▸ Requirement A
Using the Kafka migration excerpt, answer each question:
(i) What fulfills the synchronous communications between the backend microservices?
(ii) Where did the initial implementation run its self-maintained Apache Kafka cluster?
(iii) What does Amazon MSK manage for the team?
▸ Requirement B
Based on the Kafka migration excerpt, explain why the team moved from its self-managed Kafka cluster to Amazon MSK.

>> BEGIN Text excerpt

Migration from Self-managed Kafka Cluster to Amazon MSK

Published in

Brex Tech Blog

11 min readSep 14, 2021

TL;DR

Our backend microservices at Brex use synchronous and asynchronous means for communicating with each other. The synchronous communications are fulfilled by gRPC calls, and the asynchronous communications are supported by an Event Infrastructure we designed and implemented. The Event Infrastructure, which is backed by an Apache Kafka cluster, provides the library for services to easily publish and consume events to/from Kafka, and supports retries and deadlettering on top.

In our initial implementation we used a self-maintained Apache Kafka cluster on Kubernetes. However, with the growth of Brex, it was taking increasing engineering effort to provision, configure, scale, and orchestrate the Kafka brokers and ZooKeeper. To reduce infrastructure management and focus more on our growing business, we decided to migrate from our self-managed Kafka cluster to Amazon Managed Streaming for Apache Kafka (Amazon MSK). Amazon MSK manages the Kafka clusters and ZooKeeper nodes for us, and was a drop-In replacement for our existing services.

This article illustrates our migration process from self-managed Kafka Cluster to Amazon MSK, with no downtime publishing and no message loss introduced for all backend services across multiple languages.

>> END Text excerpt
>> BEGIN Extracted material

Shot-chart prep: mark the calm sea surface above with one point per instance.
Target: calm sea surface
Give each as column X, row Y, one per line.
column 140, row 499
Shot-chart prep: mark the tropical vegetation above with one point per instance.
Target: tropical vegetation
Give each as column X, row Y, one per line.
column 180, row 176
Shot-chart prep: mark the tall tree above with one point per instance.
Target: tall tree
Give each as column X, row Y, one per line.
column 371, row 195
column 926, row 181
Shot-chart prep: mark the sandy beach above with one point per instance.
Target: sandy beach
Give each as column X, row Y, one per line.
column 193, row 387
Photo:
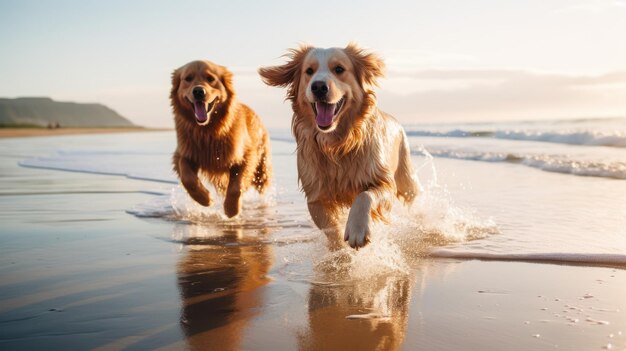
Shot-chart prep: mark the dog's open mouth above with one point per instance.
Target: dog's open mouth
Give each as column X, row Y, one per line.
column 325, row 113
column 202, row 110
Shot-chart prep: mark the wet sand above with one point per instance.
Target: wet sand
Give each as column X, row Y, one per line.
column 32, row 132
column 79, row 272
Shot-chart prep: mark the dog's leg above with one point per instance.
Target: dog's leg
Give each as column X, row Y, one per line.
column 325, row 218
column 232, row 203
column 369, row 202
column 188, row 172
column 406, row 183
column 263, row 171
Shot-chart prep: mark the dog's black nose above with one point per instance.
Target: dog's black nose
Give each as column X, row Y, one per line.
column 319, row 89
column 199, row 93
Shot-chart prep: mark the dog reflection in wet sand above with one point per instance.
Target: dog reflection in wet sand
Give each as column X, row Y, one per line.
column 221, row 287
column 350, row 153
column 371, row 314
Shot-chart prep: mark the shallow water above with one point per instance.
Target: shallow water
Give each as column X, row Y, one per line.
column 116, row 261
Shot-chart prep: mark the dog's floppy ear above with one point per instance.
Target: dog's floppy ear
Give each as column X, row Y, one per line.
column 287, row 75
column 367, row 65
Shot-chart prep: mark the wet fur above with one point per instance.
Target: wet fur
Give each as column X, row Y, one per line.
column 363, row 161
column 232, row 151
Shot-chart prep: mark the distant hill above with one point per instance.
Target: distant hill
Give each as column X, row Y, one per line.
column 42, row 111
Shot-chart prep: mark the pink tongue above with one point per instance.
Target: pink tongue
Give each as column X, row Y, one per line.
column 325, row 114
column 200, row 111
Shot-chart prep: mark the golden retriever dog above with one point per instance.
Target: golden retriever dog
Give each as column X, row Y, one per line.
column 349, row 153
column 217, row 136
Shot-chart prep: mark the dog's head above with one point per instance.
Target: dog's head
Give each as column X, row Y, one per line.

>> END Extracted material

▸ Task output A
(i) gRPC calls.
(ii) On Kubernetes.
(iii) The Kafka clusters and the ZooKeeper nodes.

▸ Task output B
As Brex grew, provisioning, configuring, scaling, and orchestrating the Kafka brokers and ZooKeeper required more and more engineering effort. The team migrated to Amazon MSK to reduce infrastructure management and focus more on the growing business.